++++ BAGIAN ARTIKEL ++++

Pink Sweats Memberi Tempat untuk Cinta
Pink Sweats memberi tempat untuk cinta melalui lagu-lagunya. Di dunia ini, sepatutnya cinta mendapat tempat.
David Bowden (29), pria kelahiran Philladelphia, Pennsylvania, Amerika Serikat ini memasuki dunia musik dengan cara berbeda. Musik Rhythm & Blues dan soul yang tenang, lirik santun, juga citra feminin karena mengidentifikasi dirinya dengan warna merah muda. Misinya pun tak muluk, menyentuh hati banyak orang dengan cinta. Di dunia ini, sepatutnya cinta diberi tempat.
Bowden memasuki dunia musik dengan nama panggung ‘unik’, Pink Sweats, biasa ditulis menjadi Pink Sweat$. Nama panggungnya itu muncul karena dia sangat identik dengan celana pendek berwarna merah muda yang kerap dia kenakan.
“Aku membelinya di sebuah toko. Saat itu aku tak punya banyak uang, jadi aku memakai celana yang sama hampir setiap hari. Suatu ketika di studio, ada yang berteriak kepadaku, Hai Pink Sweats, dan aku menyukainya. Jadi aku memakai nama itu sampai sekarang,” tuturnya dalam wawancara virtual menjelang akhir Juni 2021.
Hari itu Kamis, (24/6/2021), Pink tampak santai dan gembira. Sebagai seorang penyanyi yang tengah naik daun, sosoknya terlihat bersahaja. Dia tak sungkan untuk bergurau dan bersikap apa adanya. Ketenaran, tak membuatnya jadi jumawa.
“Aku selalu berpikir, orang-orang memberi terlalu banyak kredit dan energi pada orang lain. Harusnya kita lebih fokus untuk memahami Tuhan, cinta dan hal-hal seperti itu, dibanding mengidolakan orang lain. Kita tidak bisa mengidolakan satu orang dan mengabaikan yang lainnya,” ujarnya.

++++

### DAFTAR TUGAS
1. Sebutkan semua nama tempat yang muncul dalam artikel tentang Pink Sweats.
2. Menurut artikel tentang Pink Sweats, siapa nama asli penyanyi itu?
3. Tulis ulang bagian artikel tentang Pink Sweats, mulai dari kata "Bowden memasuki dunia" dan berhenti setelah "kerap dia kenakan.". Ganti "celana pendek" dengan "celana olahraga".
Entri-entri ini diambil dari sumber yang berbeda.

++++ DATA ENTRI ++++

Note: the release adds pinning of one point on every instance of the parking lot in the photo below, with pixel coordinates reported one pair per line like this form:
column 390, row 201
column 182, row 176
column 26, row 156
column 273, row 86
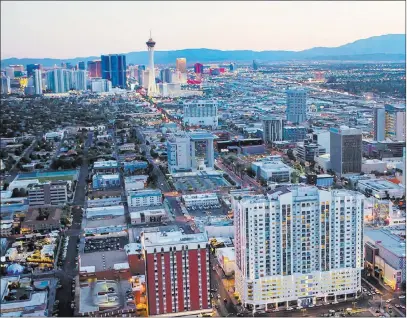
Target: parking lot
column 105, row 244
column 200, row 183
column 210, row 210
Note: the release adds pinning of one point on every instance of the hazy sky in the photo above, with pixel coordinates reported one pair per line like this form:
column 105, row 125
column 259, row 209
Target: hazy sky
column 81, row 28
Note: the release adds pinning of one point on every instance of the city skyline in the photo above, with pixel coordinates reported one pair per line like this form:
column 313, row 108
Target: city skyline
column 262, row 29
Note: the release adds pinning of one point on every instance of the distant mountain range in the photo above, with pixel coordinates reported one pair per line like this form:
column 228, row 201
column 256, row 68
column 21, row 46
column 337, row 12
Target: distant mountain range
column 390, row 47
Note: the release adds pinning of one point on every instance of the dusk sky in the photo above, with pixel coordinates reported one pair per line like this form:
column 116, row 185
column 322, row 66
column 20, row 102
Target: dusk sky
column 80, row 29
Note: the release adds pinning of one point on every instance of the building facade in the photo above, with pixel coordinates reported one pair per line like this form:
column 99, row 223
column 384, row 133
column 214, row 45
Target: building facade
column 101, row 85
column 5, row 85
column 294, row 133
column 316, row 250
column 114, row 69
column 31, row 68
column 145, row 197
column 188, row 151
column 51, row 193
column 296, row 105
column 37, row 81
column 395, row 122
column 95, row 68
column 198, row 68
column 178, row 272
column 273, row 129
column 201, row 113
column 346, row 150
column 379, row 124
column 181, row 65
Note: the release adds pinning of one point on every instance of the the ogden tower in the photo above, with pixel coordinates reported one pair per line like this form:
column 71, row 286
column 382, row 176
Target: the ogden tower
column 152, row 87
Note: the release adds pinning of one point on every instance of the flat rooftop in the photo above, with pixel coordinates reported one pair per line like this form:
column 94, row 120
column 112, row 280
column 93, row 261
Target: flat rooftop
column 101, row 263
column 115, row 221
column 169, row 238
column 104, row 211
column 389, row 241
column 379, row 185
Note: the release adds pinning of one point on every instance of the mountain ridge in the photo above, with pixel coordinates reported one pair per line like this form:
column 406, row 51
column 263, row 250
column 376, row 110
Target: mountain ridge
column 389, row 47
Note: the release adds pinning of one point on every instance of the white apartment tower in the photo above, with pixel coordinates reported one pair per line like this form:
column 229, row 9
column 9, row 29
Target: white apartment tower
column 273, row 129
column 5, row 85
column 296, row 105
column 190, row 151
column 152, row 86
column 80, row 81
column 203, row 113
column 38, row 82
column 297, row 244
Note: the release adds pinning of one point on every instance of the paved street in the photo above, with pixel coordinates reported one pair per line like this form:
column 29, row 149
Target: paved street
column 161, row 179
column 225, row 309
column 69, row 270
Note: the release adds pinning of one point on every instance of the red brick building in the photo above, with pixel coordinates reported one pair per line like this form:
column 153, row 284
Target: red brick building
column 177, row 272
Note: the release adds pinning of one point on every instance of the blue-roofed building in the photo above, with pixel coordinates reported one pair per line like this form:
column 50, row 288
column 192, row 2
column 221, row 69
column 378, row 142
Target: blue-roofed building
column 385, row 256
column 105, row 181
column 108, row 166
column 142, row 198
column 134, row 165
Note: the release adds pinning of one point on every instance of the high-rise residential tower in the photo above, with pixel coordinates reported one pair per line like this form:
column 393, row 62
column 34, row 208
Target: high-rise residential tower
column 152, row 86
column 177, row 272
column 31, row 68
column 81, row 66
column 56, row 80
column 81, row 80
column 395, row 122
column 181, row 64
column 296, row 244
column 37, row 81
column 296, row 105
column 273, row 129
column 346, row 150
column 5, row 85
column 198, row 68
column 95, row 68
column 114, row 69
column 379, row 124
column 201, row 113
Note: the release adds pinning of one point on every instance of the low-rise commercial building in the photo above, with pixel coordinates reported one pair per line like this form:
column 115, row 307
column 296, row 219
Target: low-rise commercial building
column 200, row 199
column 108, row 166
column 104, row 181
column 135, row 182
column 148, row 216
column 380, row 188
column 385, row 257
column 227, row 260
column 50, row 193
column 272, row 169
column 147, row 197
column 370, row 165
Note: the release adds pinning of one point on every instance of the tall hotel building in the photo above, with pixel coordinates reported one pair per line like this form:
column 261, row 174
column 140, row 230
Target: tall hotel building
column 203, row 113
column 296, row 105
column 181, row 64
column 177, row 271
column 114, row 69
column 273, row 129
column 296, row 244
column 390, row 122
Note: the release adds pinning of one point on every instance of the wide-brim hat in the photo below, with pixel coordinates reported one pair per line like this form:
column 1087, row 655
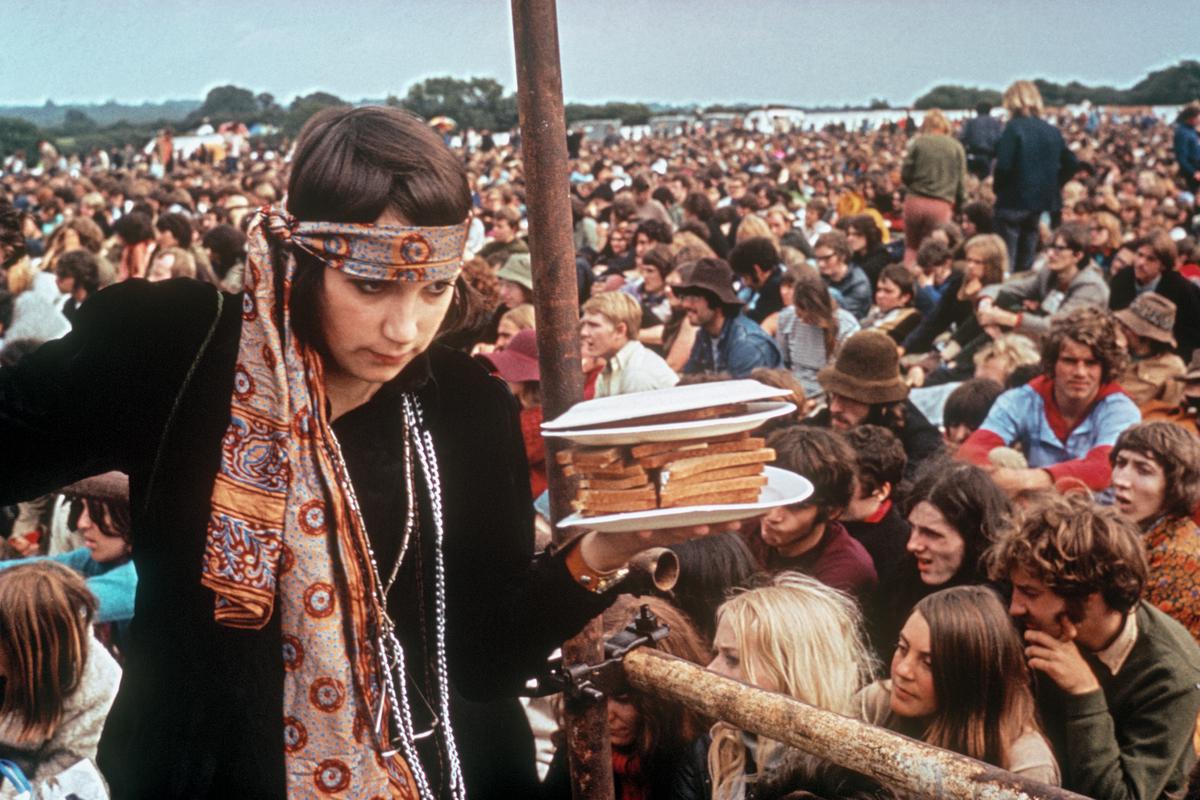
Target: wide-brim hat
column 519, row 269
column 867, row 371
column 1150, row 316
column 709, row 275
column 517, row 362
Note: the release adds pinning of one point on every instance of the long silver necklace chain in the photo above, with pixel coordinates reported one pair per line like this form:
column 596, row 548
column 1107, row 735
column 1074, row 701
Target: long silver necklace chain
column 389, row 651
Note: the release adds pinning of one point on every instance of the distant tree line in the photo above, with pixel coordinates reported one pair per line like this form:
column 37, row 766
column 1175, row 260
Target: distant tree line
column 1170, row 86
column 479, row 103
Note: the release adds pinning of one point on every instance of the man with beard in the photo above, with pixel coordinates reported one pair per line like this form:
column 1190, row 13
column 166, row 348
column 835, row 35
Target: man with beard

++++

### KUNCI JAWABAN
1. Philladelphia, Pennsylvania, Amerika Serikat

2. David Bowden

3.
Bowden memasuki dunia musik dengan nama panggung ‘unik’, Pink Sweats, biasa ditulis menjadi Pink Sweat$. Nama panggungnya itu muncul karena dia sangat identik dengan celana olahraga berwarna merah muda yang kerap dia kenakan.